- [Excerpt to read]:
Fig. 1. Most production systems measure dispatch and assume effect tracks it. The silent gap lives in the right column.

The fix is one line. The lesson took three weeks.

The mechanical fix to the specific incident was one line of code, in front of one call, in one library. Trivial.

The repair to the way I think about reliability cost the three weeks the bug ran undetected.

That is the actual price tag of this class of bug. Not the engineering time to fix it. The time before you knew you needed to.

Once you have the shape in your head, you start seeing it everywhere. A payment integration that logs charge.created and never reconciles against the processor's settled-transactions report. An email pipeline whose send queue drains cleanly while the messages sit in a spam folder nobody is reading. An AI agent that reports a tool call as complete because the function returned, when the tool quietly no-opped on a malformed argument. Each one is the same bug with a different uniform: dispatch instrumented, effect assumed. In every case the dashboard is green and the work did not happen, and in every case the only honest fix is a second observation against the system you do not control.

If your team ships automation, audit one thing this week

For every external write your system performs, ask one question. Is there a corresponding read, on a different code path, that confirms the artifact exists in the world the way you expect it to?

Not "did the call succeed." Not "was the response 200." A second observation, taken later, against the same external system, that proves the change is real.

If the answer is no for any path that matters, you do not have a publishing system or a payment system or an agent. You have a system that reports on itself.

Most teams discover this the same way I did. A customer asks why something did not happen. The team looks at the logs. The logs say it happened. The team looks again. The logs still say it happened. Someone, eventually, walks over to the third-party system and looks. The logs were wrong.

That walk-over is the read-back. The lesson of the incident is to put the walk-over inside the contract, before the customer has to. This is the operational edge of the discipline Hamel Husain writes about under evals: you do not get to trust a system you have not measured against ground truth, and a green dispatch is not ground truth.

Three rules for a system that does not lie to itself

If I were writing the design doc for a system that does work against third parties from scratch tomorrow, these would be the three rules.

Every write has a paired read

Against the third party, on a different code path, as part of the same logical transaction. If the read says the artifact is not there, the write counts as failed, no matter what the dispatch returned.

- [Data excerpt]:
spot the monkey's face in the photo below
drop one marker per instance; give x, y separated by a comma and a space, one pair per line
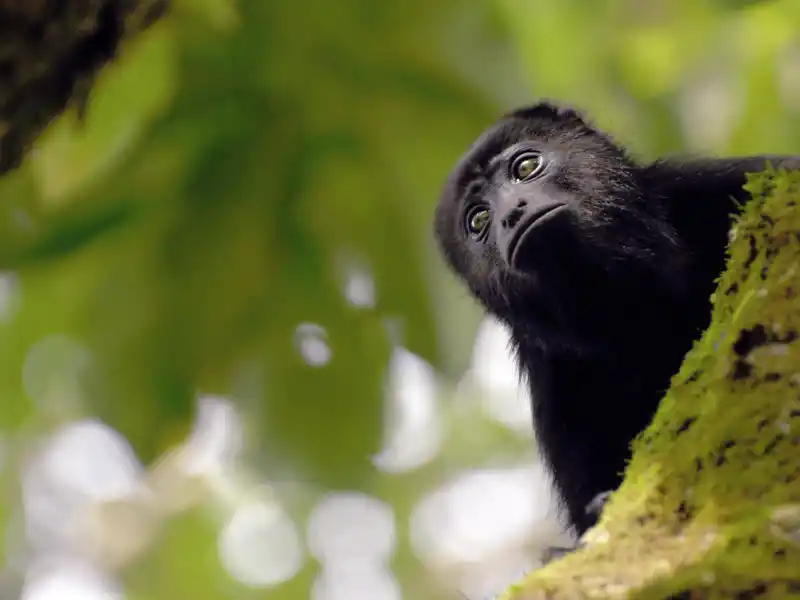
544, 210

- [Brief 1]:
Check each statement against the reliability excerpt and answer yes or no, quoting the words that decide it. (a) The fix for the specific incident was one line of code. (b) The bug ran undetected for three days. (c) The paired read should run on the same code path as the write.
- [Brief 2]:
Quote the reliability excerpt word for word, starting with "Fig. 1. Most" and going on through "one library. Trivial.".

- [Result 1]:
(a) Yes: "The mechanical fix to the specific incident was one line of code, in front of one call, in one library."
(b) No: "The repair to the way I think about reliability cost the three weeks the bug ran undetected."
(c) No: "Against the third party, on a different code path, as part of the same logical transaction."

- [Result 2]:
Fig. 1. Most production systems measure dispatch and assume effect tracks it. The silent gap lives in the right column.

The fix is one line. The lesson took three weeks.

The mechanical fix to the specific incident was one line of code, in front of one call, in one library. Trivial.